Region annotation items

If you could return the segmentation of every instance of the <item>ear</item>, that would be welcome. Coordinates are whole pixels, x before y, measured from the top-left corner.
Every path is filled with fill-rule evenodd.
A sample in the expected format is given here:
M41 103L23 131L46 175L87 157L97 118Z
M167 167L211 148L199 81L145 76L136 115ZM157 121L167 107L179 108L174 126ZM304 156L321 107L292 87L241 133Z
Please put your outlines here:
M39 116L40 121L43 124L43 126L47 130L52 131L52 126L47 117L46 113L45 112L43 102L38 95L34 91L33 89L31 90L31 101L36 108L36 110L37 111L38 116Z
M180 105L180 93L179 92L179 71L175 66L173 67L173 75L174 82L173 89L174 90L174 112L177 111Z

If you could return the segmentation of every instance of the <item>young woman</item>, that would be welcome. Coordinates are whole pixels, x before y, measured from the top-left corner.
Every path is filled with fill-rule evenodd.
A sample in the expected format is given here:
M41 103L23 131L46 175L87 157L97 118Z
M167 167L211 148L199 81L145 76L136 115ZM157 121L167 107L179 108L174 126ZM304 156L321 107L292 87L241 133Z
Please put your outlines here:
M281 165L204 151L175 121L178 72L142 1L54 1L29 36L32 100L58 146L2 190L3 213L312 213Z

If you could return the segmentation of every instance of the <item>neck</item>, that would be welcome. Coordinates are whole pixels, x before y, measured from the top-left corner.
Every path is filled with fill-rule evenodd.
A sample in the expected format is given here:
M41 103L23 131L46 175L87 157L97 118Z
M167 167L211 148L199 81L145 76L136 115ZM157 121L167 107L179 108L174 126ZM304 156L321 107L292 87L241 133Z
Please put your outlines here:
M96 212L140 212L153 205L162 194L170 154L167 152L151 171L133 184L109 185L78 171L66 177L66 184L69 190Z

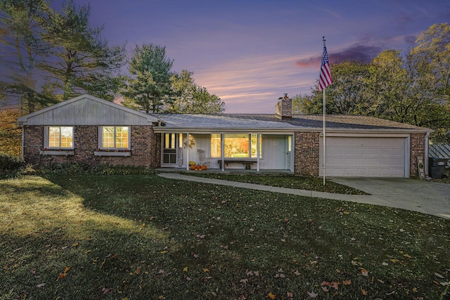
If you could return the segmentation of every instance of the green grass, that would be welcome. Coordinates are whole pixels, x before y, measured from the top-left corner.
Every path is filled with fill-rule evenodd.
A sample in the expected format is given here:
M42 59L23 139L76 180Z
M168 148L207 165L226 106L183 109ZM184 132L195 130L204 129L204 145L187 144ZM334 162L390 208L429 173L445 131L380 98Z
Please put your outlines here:
M198 177L207 177L231 181L261 184L263 185L279 188L295 188L298 190L315 190L316 192L333 193L347 195L368 195L361 190L327 180L323 185L323 179L319 177L299 176L295 175L256 175L256 174L217 174L192 171L184 173Z
M439 299L450 281L450 220L416 212L155 175L0 190L2 300Z

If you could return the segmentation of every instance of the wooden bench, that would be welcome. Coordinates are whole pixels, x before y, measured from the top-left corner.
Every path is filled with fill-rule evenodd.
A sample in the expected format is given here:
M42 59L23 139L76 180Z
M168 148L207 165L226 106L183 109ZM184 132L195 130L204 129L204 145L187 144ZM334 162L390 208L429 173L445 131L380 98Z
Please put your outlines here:
M219 167L222 169L222 160L219 159L217 161L219 162ZM224 159L224 162L225 164L228 166L229 164L243 164L245 165L245 169L250 169L250 164L253 164L256 163L256 158L240 158L238 159Z

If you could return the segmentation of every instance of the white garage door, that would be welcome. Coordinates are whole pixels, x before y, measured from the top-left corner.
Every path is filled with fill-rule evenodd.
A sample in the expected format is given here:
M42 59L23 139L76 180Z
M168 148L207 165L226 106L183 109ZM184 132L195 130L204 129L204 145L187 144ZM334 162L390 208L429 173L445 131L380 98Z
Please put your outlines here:
M405 177L405 138L327 137L326 176ZM322 149L320 176L323 176Z

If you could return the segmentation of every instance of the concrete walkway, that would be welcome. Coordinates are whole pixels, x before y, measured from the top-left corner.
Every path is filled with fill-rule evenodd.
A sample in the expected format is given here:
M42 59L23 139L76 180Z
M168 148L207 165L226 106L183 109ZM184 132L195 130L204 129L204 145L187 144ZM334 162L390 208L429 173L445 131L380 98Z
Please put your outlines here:
M371 194L370 195L361 195L333 194L331 193L277 188L205 177L189 176L177 173L160 173L158 175L161 177L176 180L382 205L450 219L450 185L424 180L405 178L331 178L331 181L337 183Z

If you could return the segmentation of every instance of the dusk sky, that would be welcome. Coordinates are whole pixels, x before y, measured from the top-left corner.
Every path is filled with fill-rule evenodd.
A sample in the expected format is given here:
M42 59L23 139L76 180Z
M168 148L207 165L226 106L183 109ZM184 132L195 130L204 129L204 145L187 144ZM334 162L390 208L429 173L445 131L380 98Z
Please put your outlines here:
M309 93L323 36L332 65L371 61L385 49L413 47L430 25L450 21L448 0L76 2L90 2L91 22L105 25L110 45L166 46L172 70L193 72L228 113L273 113L284 93Z

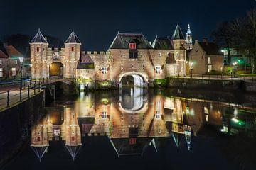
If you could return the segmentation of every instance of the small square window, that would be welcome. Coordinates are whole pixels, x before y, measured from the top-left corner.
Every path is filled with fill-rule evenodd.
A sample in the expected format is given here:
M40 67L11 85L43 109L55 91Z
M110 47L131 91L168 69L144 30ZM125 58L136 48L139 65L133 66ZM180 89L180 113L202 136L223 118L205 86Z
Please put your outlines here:
M107 112L106 112L106 111L102 111L102 118L103 119L107 118Z
M102 67L102 73L107 74L107 67Z
M132 50L136 49L136 44L133 43L133 42L129 43L129 49L132 49Z
M160 66L156 66L156 73L159 74L161 72L161 67Z

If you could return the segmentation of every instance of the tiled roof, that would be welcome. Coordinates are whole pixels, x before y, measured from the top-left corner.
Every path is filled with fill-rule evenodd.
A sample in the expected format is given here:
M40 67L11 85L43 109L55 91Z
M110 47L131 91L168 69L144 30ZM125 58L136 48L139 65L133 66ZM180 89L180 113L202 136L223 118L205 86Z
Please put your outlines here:
M176 64L174 55L173 53L169 53L169 56L166 57L166 64Z
M67 40L65 42L65 43L78 43L80 44L81 42L79 40L78 36L74 32L74 30L72 30L72 33L68 36Z
M0 58L8 58L8 56L2 50L0 50Z
M223 55L216 43L208 42L198 42L198 43L206 55Z
M177 26L175 28L174 33L171 38L172 40L185 40L184 36L182 33L182 30L178 23L177 23Z
M23 55L12 45L6 46L6 49L7 54L9 56L9 57L23 57Z
M80 61L78 63L77 69L94 69L94 62L87 54L81 55Z
M48 43L48 42L40 31L40 29L38 29L38 32L29 43Z
M169 38L156 37L152 43L154 49L157 50L172 50L173 45L171 39Z
M137 49L152 49L142 33L118 33L109 49L129 49L131 41L135 42Z

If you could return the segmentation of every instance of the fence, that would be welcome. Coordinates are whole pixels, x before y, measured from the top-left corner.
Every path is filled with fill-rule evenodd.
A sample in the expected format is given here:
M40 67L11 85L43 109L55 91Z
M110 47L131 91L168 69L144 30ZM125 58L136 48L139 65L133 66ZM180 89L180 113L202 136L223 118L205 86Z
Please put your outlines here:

## [To do]
Return every line of the items above verbatim, leaving out the pictures.

## [Complete answer]
If you could return the segmentation of every instance of the <item>ear</item>, that would be welcome. Coordinates are whole pixels, x before y, measured from the top-left corner.
Every path is filled with fill-rule evenodd.
A sample in the expected format is given here:
M41 103L23 131L46 175L87 157L97 118Z
M167 167L211 148L199 81L145 76L136 115ZM157 121L167 107L179 108L174 126ZM304 156L321 107L292 87L241 133Z
Please put your outlines here:
M39 116L40 121L43 124L43 126L47 130L52 131L52 126L47 117L46 113L45 112L43 102L38 95L34 91L33 89L31 90L31 101L36 108L36 110L37 111L38 116Z
M180 105L180 93L179 92L179 71L175 66L173 67L173 75L174 82L173 89L174 90L174 112L177 111Z

If you could return the segmentation of every instance of the <item>young woman</item>, that would be welcome. Coordinates are whole pixels, x before y, measured from the top-left corner.
Every path is filled with fill-rule evenodd.
A sample in the expected format is given here:
M41 103L23 131L46 175L87 157L97 118Z
M167 167L211 148L199 81L145 76L136 115ZM157 121L167 107L179 108L174 126ZM304 156L321 107L292 87L241 133Z
Please put your outlines here:
M281 165L204 151L175 121L178 72L142 1L54 1L29 36L32 100L58 146L2 190L3 213L312 213Z

If you could return the segmentation of every instance of the <item>neck</item>, that would be welcome. Coordinates are whole pixels, x before y, measured from the top-left corner.
Every path is filled with fill-rule evenodd.
A sample in the expected format is given here:
M41 103L23 131L46 175L87 157L97 118Z
M167 167L211 148L199 81L145 76L136 115ZM157 121L167 107L179 108L174 126ZM304 156L321 107L292 87L241 133Z
Please put your outlines here:
M96 212L140 212L153 205L162 194L170 154L167 152L151 171L133 184L109 185L78 171L66 177L66 184L69 190Z

If you could return the segmentation of every instance of the green grass, that would be welcome. Coordinates are whole pixels, x before y, measured from the top-left corner.
Every path is filled with fill-rule evenodd.
A sample in the expected format is given here:
M42 59L23 139L76 180Z
M168 148L207 165L226 106L183 109ZM184 132L195 130L204 129L204 145L187 144ZM334 162L390 208L429 173L445 131L380 98Z
Please put your outlines here:
M198 177L207 177L231 181L261 184L263 185L279 188L295 188L298 190L315 190L316 192L333 193L347 195L368 195L361 190L327 180L323 185L323 179L319 177L299 176L295 175L256 175L256 174L217 174L192 171L184 173Z
M439 299L450 281L450 220L416 212L155 175L0 190L2 300Z

If you could return the segmentation of every instance of the wooden bench, that would be welcome. Coordinates are whole pixels, x before y, measured from the top-left corner.
Every path is filled with fill-rule evenodd.
A sample in the expected format is given here:
M42 59L23 139L76 180Z
M168 148L207 165L226 106L183 109ZM184 132L195 130L204 129L204 145L187 144ZM334 162L390 208L429 173L445 131L380 98Z
Please put your outlines here:
M219 167L222 169L222 160L219 159L217 161L219 162ZM224 159L224 162L225 164L228 166L229 164L243 164L245 165L245 169L250 169L250 164L253 164L256 163L256 158L240 158L238 159Z

If you could return the segmentation of every instance of the white garage door, that would be welcome. Coordinates are whole pixels, x before y, measured from the top-left corner.
Every path is filled with fill-rule evenodd.
A sample in the expected format is given here:
M42 59L23 139L76 180Z
M168 148L207 165L226 106L183 109ZM184 132L195 130L204 129L204 145L187 144ZM334 162L390 208L429 173L445 131L380 98Z
Please put your outlines here:
M405 177L405 138L327 137L326 176ZM322 149L320 176L323 176Z

If you could return the segmentation of every instance of the concrete walkway, that would be welcome. Coordinates are whole pixels, x before y, measured from the top-left corner.
Every path is filled with fill-rule evenodd.
A sample in the expected format is given here:
M42 59L23 139L76 180Z
M168 148L207 165L226 106L183 109ZM184 132L195 130L204 129L204 145L187 144ZM334 162L390 208L429 173L445 131L380 98Z
Please put your outlines here:
M371 194L370 195L361 195L333 194L331 193L277 188L205 177L189 176L177 173L160 173L158 175L161 177L176 180L382 205L450 219L450 185L424 180L405 178L331 178L331 181L337 183Z

If you could return the segmentation of every instance of the dusk sky, that would be welcome. Coordinates are whole pixels, x before y, measured from the top-left corner.
Every path is filled with fill-rule evenodd.
A sample in the expected format is given here:
M42 59L23 139L76 180Z
M168 148L207 165L226 106L183 109ZM184 132L195 130L204 129L204 145L187 144ZM334 162L390 208L429 173L445 131L380 98Z
Please put your outlines here:
M309 93L323 36L332 65L371 61L385 49L413 47L430 25L450 21L448 0L76 2L90 2L91 22L105 25L110 45L166 46L172 70L193 72L228 113L273 113L284 93Z

If you could return the segmentation of every instance of the small square window, that would be welcome. Coordinates are whole pixels, x before y, measured from the top-left corner.
Every path is filled with fill-rule evenodd.
A sample in the expected format is given here:
M40 67L11 85L43 109L55 91Z
M110 47L131 91L168 69L144 30ZM125 58L136 48L139 65L133 66ZM180 89L180 113L202 136L223 118L205 86Z
Please put your outlines here:
M107 112L106 112L106 111L102 111L102 118L103 119L107 118Z
M102 67L102 73L107 74L107 67Z
M132 50L136 49L136 44L133 43L133 42L129 43L129 49L132 49Z
M160 66L156 66L156 73L159 74L161 72L161 67Z

If you could return the segmentation of every instance of the tiled roof, that would be welcome. Coordinates are whole pixels, x before y, measured from the top-left corner.
Every path is filled with fill-rule evenodd.
A sample in the expected format is given here:
M40 67L11 85L43 109L55 91Z
M110 47L131 91L168 69L144 30ZM125 58L136 48L139 65L133 66ZM180 89L180 113L202 136L223 118L205 86Z
Please put your outlines here:
M176 64L174 55L173 53L169 53L169 56L166 57L166 64Z
M67 40L65 42L65 43L78 43L80 44L81 42L79 40L78 36L74 32L74 30L72 30L72 33L68 36Z
M0 58L8 58L8 56L2 50L0 50Z
M223 55L216 43L208 42L198 42L198 43L206 55Z
M177 26L175 28L174 33L171 38L172 40L185 40L184 36L182 33L182 30L178 23L177 23Z
M23 55L12 45L6 46L6 49L7 54L9 56L9 57L23 57Z
M80 61L78 63L77 69L94 69L94 62L87 54L81 55Z
M48 43L48 42L40 31L40 29L38 29L38 32L29 43Z
M169 38L156 37L152 43L154 49L157 50L172 50L173 45L171 39Z
M137 49L152 49L142 33L118 33L109 49L129 49L131 41L135 42Z

If you could return the segmentation of every instance of the fence, that would be welcome. Coordinates are whole pixels, x before y, measured from the top-left corner.
Every path is filled with fill-rule evenodd.
A sample in the expected format is given here:
M40 67L11 85L43 109L55 91Z
M110 47L131 91L168 69L144 30ZM125 58L136 48L139 65L133 66ZM180 89L180 113L202 136L223 118L205 86Z
Please put your outlines here:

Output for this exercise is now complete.